> Material supplied:
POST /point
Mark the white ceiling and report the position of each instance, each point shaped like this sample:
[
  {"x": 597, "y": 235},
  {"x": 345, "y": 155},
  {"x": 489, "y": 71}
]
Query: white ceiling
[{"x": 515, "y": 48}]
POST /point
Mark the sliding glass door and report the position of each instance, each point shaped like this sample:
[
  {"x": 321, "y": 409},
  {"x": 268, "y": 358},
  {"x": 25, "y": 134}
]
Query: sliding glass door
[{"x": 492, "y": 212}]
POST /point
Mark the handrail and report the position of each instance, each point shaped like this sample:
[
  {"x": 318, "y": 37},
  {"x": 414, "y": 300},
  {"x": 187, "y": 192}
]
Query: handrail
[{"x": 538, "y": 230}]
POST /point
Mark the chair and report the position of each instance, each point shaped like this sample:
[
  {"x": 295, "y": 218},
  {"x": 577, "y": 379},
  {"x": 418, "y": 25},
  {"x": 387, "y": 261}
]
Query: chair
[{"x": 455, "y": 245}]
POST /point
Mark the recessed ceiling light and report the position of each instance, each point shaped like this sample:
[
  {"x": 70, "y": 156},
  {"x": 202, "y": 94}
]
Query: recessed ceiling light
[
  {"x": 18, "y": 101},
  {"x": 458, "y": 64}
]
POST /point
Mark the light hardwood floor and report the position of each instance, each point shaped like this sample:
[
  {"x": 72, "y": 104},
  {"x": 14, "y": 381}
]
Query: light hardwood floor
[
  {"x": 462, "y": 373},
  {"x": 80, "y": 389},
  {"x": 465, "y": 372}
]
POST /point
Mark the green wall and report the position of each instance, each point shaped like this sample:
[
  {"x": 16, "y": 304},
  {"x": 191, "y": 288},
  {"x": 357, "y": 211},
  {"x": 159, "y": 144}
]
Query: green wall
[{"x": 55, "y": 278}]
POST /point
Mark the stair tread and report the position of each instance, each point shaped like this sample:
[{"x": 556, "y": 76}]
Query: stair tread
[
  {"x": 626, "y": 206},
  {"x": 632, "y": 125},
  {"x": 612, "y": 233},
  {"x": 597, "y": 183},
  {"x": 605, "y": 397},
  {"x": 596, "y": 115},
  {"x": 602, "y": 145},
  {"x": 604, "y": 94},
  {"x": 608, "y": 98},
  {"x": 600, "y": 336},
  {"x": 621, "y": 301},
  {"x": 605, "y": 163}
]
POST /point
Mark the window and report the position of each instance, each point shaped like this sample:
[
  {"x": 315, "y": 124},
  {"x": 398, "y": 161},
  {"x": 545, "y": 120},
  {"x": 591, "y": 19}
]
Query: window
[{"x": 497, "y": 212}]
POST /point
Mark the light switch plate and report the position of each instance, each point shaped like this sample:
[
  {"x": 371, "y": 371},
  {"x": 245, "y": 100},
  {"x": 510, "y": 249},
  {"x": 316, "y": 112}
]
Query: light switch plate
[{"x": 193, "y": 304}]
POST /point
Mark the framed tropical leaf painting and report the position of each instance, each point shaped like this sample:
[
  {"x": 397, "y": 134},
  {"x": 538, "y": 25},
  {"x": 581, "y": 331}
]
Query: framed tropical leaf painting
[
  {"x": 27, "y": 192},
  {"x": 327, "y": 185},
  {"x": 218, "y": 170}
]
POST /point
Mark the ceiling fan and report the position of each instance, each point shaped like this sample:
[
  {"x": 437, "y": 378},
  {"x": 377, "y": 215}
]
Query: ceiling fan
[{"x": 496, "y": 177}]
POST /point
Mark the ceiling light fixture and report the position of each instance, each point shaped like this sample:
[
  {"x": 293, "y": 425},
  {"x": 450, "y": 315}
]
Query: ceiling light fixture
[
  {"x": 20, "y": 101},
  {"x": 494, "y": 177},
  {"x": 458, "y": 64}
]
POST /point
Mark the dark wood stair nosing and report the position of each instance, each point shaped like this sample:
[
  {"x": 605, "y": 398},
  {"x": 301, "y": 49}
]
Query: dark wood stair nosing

> Task description:
I need every line of the data that has the word "dark"; please list them.

> Exercise answer:
Mark the dark wood stair nosing and report the position of each instance, each point shaped like this sample:
Query: dark wood stair nosing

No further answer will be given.